▶ Work task: Could you give everything in the passage on presidential pets from "Only the flatulence" down to "modern political conventions." again, replacing "flatulence" with "gas"?

▶ Excerpted passage:
4. Theodore Roosevelt had a Bull Terrier named Pete who almost caused an international scandal when he ripped the pants off the French Ambassador, Jules Jusserand. It took a Gitanes and a stiff shot of cognac to calm the situation, after which the ambassador and Pete eloped to the island of Elba. Lesser known: Roosevelt also had a one-legged rooster named Mr. Salty whose off-the-record comments and hen house debaucheries were largely responsible for jump-starting the Women’s Suffrage Movement.

Only the flatulence remains.

5. Woodrow Wilson had a tobacco-chewing ram named Old Ike. Ike was one of the last farm animals to live at the White House. He was the end of  a long line that included Benjamin Harrison’s goat, Old Whiskers, his cow, Sukey, Taft’s cow Paulie Wayne, and Zachary Taylor’s horse, Old Whitey, to name a few. Old Ike’s passing ended a colorful era of head butting, flatulence and foot-in-mouth disease rarely seen today except at modern political conventions.

Created the FDA.

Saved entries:
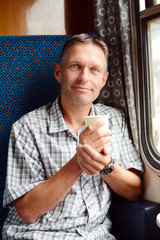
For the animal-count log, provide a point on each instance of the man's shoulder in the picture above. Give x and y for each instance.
(38, 114)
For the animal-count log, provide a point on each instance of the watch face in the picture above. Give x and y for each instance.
(108, 169)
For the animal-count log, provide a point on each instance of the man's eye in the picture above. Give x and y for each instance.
(74, 66)
(94, 69)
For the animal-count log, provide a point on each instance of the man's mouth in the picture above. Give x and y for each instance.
(81, 88)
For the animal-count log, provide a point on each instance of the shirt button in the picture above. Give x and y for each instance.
(86, 187)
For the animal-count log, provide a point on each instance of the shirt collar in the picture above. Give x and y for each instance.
(56, 120)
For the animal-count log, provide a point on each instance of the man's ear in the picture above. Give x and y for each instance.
(105, 78)
(57, 72)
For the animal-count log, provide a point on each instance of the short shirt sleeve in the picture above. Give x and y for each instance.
(124, 151)
(24, 166)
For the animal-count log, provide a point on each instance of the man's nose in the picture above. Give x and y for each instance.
(84, 75)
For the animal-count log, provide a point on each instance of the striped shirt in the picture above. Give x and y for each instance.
(40, 144)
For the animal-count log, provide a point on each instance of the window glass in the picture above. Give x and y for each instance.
(153, 31)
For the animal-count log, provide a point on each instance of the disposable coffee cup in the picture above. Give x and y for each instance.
(90, 119)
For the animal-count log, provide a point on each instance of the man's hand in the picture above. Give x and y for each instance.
(96, 136)
(90, 161)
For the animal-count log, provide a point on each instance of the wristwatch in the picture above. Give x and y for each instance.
(108, 169)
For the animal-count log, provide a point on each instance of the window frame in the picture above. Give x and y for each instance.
(148, 150)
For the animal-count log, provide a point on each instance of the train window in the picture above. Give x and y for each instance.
(149, 81)
(153, 34)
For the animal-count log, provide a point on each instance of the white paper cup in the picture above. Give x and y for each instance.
(90, 119)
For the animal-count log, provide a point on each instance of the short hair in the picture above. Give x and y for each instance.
(85, 38)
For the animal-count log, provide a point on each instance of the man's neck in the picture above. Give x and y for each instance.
(74, 115)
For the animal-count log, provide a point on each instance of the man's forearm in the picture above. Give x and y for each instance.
(48, 194)
(126, 183)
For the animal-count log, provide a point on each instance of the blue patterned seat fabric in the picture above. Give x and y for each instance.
(27, 82)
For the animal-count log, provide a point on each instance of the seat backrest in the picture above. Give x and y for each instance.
(26, 82)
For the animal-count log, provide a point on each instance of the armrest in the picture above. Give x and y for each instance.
(134, 220)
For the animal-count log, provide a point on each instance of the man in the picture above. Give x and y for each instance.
(60, 174)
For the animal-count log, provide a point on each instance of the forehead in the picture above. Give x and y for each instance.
(86, 51)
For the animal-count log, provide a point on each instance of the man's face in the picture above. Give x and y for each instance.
(82, 74)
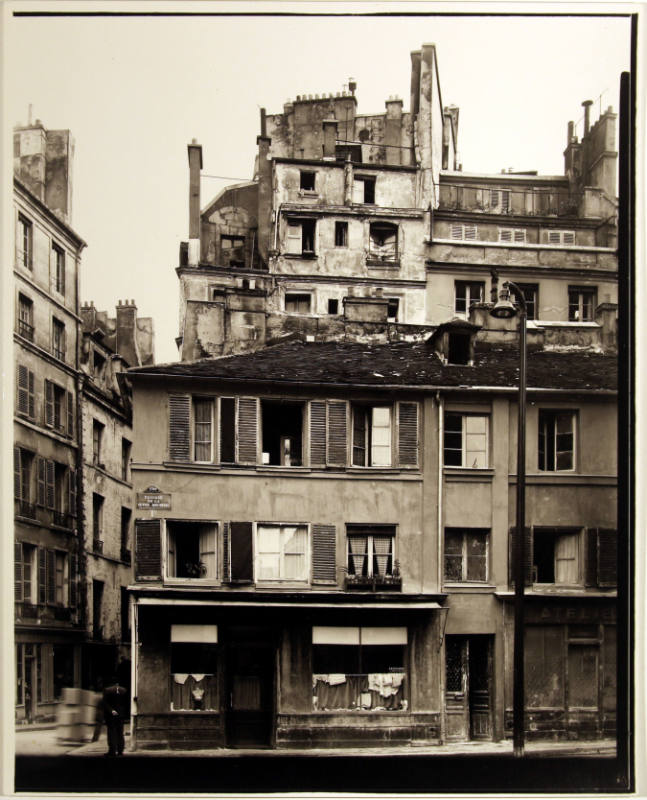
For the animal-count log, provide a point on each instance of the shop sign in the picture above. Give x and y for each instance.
(153, 500)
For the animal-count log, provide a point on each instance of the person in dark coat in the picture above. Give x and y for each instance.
(115, 711)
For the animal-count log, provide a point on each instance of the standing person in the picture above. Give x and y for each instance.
(115, 710)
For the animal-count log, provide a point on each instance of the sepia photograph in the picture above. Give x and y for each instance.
(319, 370)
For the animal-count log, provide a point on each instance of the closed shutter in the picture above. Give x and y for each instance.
(179, 421)
(241, 552)
(148, 549)
(247, 428)
(40, 481)
(408, 434)
(324, 554)
(42, 575)
(16, 473)
(49, 476)
(17, 554)
(318, 433)
(70, 414)
(49, 404)
(607, 557)
(337, 433)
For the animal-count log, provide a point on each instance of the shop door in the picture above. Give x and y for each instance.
(468, 670)
(250, 684)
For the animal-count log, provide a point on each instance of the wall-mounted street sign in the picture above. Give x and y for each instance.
(153, 500)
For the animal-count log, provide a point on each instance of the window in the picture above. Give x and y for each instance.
(297, 303)
(125, 458)
(466, 232)
(466, 554)
(97, 442)
(372, 436)
(25, 317)
(282, 553)
(556, 440)
(358, 668)
(307, 181)
(466, 440)
(383, 241)
(25, 242)
(203, 429)
(370, 553)
(282, 426)
(517, 235)
(467, 293)
(556, 556)
(59, 266)
(301, 237)
(341, 234)
(191, 550)
(363, 190)
(581, 303)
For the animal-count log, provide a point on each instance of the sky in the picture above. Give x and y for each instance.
(134, 91)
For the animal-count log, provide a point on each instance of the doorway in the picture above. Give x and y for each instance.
(468, 692)
(249, 698)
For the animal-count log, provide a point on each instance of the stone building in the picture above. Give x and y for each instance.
(48, 620)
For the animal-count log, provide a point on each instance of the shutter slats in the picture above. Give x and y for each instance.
(337, 433)
(148, 549)
(247, 427)
(317, 433)
(324, 554)
(179, 421)
(408, 434)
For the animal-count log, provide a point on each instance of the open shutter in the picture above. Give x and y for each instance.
(241, 552)
(337, 433)
(247, 430)
(148, 549)
(42, 575)
(49, 404)
(49, 476)
(179, 414)
(318, 433)
(17, 551)
(408, 434)
(70, 414)
(324, 554)
(607, 557)
(41, 481)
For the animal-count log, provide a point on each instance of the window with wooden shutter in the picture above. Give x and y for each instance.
(148, 549)
(324, 554)
(408, 434)
(247, 430)
(240, 552)
(179, 427)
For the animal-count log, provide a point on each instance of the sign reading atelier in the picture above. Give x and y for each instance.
(153, 500)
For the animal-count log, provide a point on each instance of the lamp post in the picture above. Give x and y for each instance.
(504, 309)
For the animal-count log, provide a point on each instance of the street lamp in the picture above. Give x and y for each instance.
(505, 309)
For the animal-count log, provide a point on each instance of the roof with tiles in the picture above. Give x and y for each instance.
(399, 364)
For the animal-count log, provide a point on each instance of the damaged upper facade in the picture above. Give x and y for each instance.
(365, 227)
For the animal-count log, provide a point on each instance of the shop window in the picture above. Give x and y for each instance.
(383, 241)
(364, 190)
(282, 425)
(359, 668)
(581, 303)
(282, 553)
(341, 234)
(466, 554)
(191, 550)
(556, 440)
(466, 440)
(556, 556)
(466, 294)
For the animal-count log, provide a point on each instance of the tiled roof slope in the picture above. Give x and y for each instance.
(400, 363)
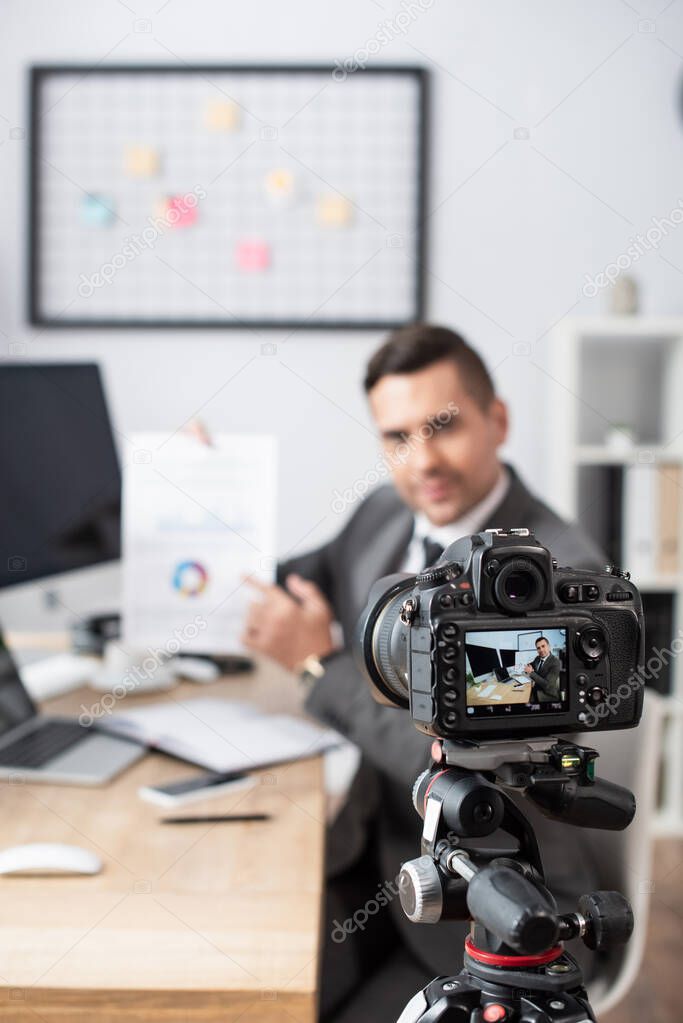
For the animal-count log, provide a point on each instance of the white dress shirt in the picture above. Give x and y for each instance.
(471, 522)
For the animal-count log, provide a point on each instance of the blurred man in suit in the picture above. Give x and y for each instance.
(441, 425)
(544, 672)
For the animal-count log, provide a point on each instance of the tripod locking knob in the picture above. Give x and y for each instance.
(420, 890)
(608, 919)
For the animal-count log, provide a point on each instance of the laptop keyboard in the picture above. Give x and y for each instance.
(41, 745)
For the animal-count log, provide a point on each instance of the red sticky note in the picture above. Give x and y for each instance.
(253, 256)
(179, 213)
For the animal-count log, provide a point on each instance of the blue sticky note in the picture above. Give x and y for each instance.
(97, 211)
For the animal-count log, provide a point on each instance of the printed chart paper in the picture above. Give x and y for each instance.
(196, 520)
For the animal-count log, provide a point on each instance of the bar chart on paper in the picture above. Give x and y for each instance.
(196, 521)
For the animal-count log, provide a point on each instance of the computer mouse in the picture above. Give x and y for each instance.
(48, 857)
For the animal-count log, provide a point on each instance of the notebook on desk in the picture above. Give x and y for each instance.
(221, 735)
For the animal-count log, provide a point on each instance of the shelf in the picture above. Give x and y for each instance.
(623, 327)
(642, 454)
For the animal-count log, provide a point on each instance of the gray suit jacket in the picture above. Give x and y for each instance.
(378, 818)
(546, 679)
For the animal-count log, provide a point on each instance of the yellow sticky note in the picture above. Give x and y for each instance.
(280, 185)
(141, 161)
(222, 115)
(333, 210)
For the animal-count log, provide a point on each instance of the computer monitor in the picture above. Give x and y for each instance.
(59, 473)
(482, 660)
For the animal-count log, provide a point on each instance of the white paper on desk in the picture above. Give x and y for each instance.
(221, 735)
(195, 521)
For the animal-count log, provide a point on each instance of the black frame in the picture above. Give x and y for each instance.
(39, 72)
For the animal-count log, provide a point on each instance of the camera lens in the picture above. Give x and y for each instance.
(518, 585)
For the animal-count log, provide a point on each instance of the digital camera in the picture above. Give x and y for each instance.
(496, 640)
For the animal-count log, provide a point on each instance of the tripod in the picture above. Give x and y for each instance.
(515, 967)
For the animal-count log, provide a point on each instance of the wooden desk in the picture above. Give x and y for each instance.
(201, 923)
(505, 691)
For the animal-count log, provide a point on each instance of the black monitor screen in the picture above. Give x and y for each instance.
(483, 660)
(15, 704)
(58, 472)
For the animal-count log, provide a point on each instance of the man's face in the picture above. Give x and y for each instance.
(440, 444)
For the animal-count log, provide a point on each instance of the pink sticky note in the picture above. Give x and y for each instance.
(253, 256)
(179, 213)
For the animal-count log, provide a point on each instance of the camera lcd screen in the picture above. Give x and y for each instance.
(515, 671)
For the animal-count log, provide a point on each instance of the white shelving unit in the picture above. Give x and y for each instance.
(624, 371)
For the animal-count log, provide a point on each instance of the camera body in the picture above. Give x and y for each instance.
(496, 640)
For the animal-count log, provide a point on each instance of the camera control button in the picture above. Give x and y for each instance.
(494, 1013)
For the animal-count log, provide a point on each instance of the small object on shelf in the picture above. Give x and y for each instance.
(624, 297)
(621, 437)
(97, 211)
(222, 115)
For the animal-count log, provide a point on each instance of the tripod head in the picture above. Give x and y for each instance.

▶ Expected output:
Only the gas remains.

5. Woodrow Wilson had a tobacco-chewing ram named Old Ike. Ike was one of the last farm animals to live at the White House. He was the end of  a long line that included Benjamin Harrison’s goat, Old Whiskers, his cow, Sukey, Taft’s cow Paulie Wayne, and Zachary Taylor’s horse, Old Whitey, to name a few. Old Ike’s passing ended a colorful era of head butting, gas and foot-in-mouth disease rarely seen today except at modern political conventions.